To be done: Pick out every one of the following rows that contains the word "below". Uppercase and lowercase count as different.

Data entries:

%%

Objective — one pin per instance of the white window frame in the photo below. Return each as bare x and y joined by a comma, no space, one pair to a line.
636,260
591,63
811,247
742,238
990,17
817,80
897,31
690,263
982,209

%%
%%

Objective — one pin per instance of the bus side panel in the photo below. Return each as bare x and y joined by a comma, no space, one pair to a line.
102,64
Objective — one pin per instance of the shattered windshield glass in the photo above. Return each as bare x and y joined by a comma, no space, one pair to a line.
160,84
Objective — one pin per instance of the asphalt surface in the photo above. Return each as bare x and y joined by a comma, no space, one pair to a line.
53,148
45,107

%%

Answer to the exercise:
Objective — one pin per instance of the white window frame in the photo below. Return each as bare x and y joined by a comma, no space, one pair to a line.
Objective — one pin per instance of the bus side panel in the photo below. Return each as bare x and y joined by a comma, no space, one pair to a line.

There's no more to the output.